Trecho selecionado:
☆ ☆ ☆ ☆ ☆ ☆ ☆

Em seu programa na afiliada do SBT em Minas Gerais, Stanley Gusman fazia campanha contra medidas de isolamento social e o prefeito de Belo Horizonte.
“Vem comigo, Minas Gerais!”. Com esse bordão, Stanley Gusman abria seu programa diário na hora do almoço, um dos carros-chefe de audiência da TV Alterosa, afiliada do SBT no Estado. Ao longo de 2020, o apresentador se destacou não apenas por conduzir a atração sensacionalista e policialesca, mas por se posicionar abertamente contra as medidas de isolamento social impostas durante a pandemia. Na noite do último domingo, aos 49 anos, ele morreu por complicações da covid-19, menos de um mês depois de fazer um desabafo crítico ao prefeito de Belo Horizonte, Alexandre Kalil, que recomendou à população da cidade que evitasse reuniões familiares no Natal.
“Eu vou visitar meu pai, vou visitar minha mãe. Não vou matá-los. Acho um desrespeito o senhor [prefeito] falar isso. Não mexa com a minha família. Vou defender os meus pais e o meu país”, esbravejou Stanley. Cinco dias após a manifestação, o comunicador começou a sentir os primeiros sintomas da doença. Colegas de emissora que se comunicaram com Stanley antes da internação relatam que ele confiava na recuperação por estar se tratando com hidroxicloroquina. Em 4 de janeiro, sentiu falta de ar e foi internado na UTI em estado grave. O hospital que o atendeu, na região metropolitana de BH, informou que a morte do apresentador ocorreu por uma infecção secundária decorrente do novo coronavírus.
Desde o início da pandemia, Stanley Gusman assumiu a postura negacionista de minimizar a gravidade da doença. Em junho, afirmou ao vivo no programa Alterosa Alerta que não aceitaria que medissem sua temperatura na porta de supermercados e estabelecimentos comerciais, alegando que um estudo teria determinado que o termômetro infravermelho causaria danos ao cérebro. O estudo, na verdade, se tratava de uma corrente falsa de WhatsApp, rechaçada até mesmo pela Agência Nacional de Vigilância Sanitária (Anvisa). Vizinhos do apresentador contam que, em várias oportunidades, o avistaram na rua sem máscara de proteção, que ele chegou a ironizar em alguns programas, assim como a campanha “Fique em casa”.
Bolsonarista convicto, a ponto de exibir fotos com o presidente Jair Bolsonaro em suas redes sociais, Stanley criticava prefeitos e governadores que decretavam medidas restritivas para conter o avanço do vírus. Recentemente, havia incorporado a seu repertório o discurso antivacina difundido pela ala mais radical de seguidores do presidente. Antes de adoecer, o apresentador participou de uma live com o gerente de jornalismo da TV Alterosa, Ricardo Carlini, também bolsonarista, em que recomendava o “tratamento preventivo” contra a covid-19, apesar do método não ter comprovação científica. Na ocasião, a dupla pregou que as mortes pela doença estariam sendo “manipuladas e forjadas pela grande mídia”. Para defender o Governo Bolsonaro, Stanley ainda afirmou que o Papa Francisco seria o mentor do Foro de São Paulo e que “índios multimilionários colocam fogo nas pastagens do Pantanal”.

☆ ☆ ☆ ☆ ☆ ☆ ☆

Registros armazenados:

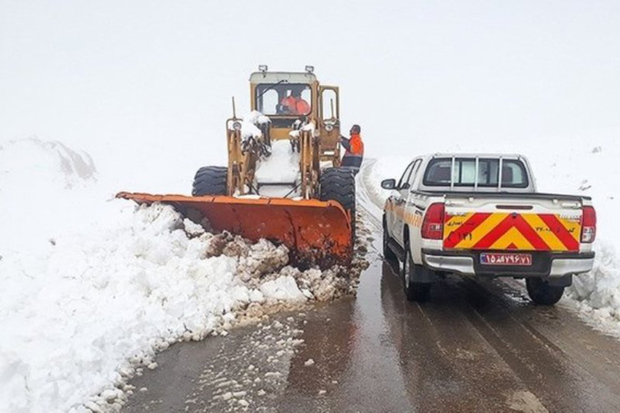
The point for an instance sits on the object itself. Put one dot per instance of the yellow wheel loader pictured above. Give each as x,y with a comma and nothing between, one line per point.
283,181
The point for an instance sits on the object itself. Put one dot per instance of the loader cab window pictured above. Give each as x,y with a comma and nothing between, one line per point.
286,99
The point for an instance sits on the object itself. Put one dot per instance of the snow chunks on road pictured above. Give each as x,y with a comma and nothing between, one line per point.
107,298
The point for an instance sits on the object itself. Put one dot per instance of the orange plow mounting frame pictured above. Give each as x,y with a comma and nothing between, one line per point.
315,232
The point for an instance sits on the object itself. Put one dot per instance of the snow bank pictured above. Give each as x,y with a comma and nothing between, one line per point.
90,296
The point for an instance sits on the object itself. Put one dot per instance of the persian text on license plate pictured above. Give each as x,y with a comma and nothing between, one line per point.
505,259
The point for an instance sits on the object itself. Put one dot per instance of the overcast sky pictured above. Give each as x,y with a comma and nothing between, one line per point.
136,83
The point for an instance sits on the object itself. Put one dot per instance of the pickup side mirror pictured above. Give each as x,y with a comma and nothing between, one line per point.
388,184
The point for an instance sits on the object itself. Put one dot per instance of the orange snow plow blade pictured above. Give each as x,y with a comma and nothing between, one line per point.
315,232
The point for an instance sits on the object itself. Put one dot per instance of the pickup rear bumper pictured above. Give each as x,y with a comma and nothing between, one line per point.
544,264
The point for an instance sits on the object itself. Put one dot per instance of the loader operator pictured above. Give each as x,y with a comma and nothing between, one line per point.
294,104
354,149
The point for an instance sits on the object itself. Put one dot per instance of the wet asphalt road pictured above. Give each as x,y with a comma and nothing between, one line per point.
474,347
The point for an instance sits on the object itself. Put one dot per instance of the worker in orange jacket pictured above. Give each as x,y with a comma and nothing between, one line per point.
354,149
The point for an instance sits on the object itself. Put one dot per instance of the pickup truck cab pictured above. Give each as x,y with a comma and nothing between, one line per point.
481,216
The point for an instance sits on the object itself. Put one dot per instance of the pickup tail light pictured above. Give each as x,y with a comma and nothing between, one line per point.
432,226
588,225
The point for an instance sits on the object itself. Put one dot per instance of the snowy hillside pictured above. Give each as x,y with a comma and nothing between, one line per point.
571,169
92,286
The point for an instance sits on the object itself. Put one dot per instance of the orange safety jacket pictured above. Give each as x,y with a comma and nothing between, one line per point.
354,151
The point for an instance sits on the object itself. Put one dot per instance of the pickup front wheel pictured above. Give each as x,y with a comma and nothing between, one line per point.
414,291
388,254
541,292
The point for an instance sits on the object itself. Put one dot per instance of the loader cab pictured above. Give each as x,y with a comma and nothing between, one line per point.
289,97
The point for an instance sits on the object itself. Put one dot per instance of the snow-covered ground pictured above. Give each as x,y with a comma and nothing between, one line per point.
93,286
577,168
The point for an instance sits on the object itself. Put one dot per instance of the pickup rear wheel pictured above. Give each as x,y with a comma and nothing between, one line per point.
542,293
413,291
388,254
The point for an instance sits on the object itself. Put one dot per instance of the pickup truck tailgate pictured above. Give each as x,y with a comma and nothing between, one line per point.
515,225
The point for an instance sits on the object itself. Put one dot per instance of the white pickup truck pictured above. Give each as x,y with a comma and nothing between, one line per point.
481,216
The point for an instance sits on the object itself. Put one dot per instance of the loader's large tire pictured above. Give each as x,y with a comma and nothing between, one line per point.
338,184
210,180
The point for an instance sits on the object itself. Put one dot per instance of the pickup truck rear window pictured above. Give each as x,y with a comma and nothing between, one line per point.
439,171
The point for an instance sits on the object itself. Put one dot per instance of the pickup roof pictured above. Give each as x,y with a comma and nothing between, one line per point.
481,216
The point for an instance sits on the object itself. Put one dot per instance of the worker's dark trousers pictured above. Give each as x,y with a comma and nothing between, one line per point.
353,162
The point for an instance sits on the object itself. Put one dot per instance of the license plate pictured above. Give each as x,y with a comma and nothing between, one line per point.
505,259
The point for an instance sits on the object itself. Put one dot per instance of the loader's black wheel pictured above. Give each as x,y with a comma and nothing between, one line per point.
210,180
338,184
541,292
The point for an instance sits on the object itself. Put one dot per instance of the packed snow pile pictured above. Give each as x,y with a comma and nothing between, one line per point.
107,287
282,166
571,169
250,125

☆ ☆ ☆ ☆ ☆ ☆ ☆

Instruções de trabalho:
A) Segundo o texto sobre Stanley Gusman, com que idade ele morreu?
B) Reproduza o trecho do texto sobre Stanley Gusman entre “Em seu programa” e “familiares no Natal.”, inclusive.
C) Escreva o que vem a seguir no texto sobre Stanley Gusman, a partir do ponto em que ele termina.

Respostas por tarefa:
A) Aos 49 anos.

B)
Em seu programa na afiliada do SBT em Minas Gerais, Stanley Gusman fazia campanha contra medidas de isolamento social e o prefeito de Belo Horizonte.
“Vem comigo, Minas Gerais!”. Com esse bordão, Stanley Gusman abria seu programa diário na hora do almoço, um dos carros-chefe de audiência da TV Alterosa, afiliada do SBT no Estado. Ao longo de 2020, o apresentador se destacou não apenas por conduzir a atração sensacionalista e policialesca, mas por se posicionar abertamente contra as medidas de isolamento social impostas durante a pandemia. Na noite do último domingo, aos 49 anos, ele morreu por complicações da covid-19, menos de um mês depois de fazer um desabafo crítico ao prefeito de Belo Horizonte, Alexandre Kalil, que recomendou à população da cidade que evitasse reuniões familiares no Natal.

C)
Stanley Gusman era alvo de uma ação civil pública do Ministério Público Federal (MPF), que pedia 200.000 reais como reparação por crime de racismo cometido em 2019 pelo apresentador. No programa, ao ironizar dados do Ibope e o presidente da instituição, Carlos Augusto Montenegro, ele fez uma piada de cunho racista: “O nome do cara é Montenegro. Se fosse do bem, ele se chamaria Montebranco”. O repórter Rafael Martins, que dividia a transmissão com Stanley, pediu demissão após o episódio.
O apresentador, por sua vez, leu um pedido de desculpas no dia seguinte ao comentário. “Eu preciso me manifestar sobre o erro que cometi ao comentar o resultado da audiência no início do programa de ontem. Peço humildemente desculpas a quem eu tenha ofendido. Estou extremamente constrangido”, disse. Porém, nos bastidores, Stanley afirmava a colegas que havia sido vítima da patrulha do politicamente correto, a quem se referia como “mimizentos”. A TV Alterosa, que também se tornou ré na ação civil pública do MPF, optou por não punir o apresentador pela piada racista.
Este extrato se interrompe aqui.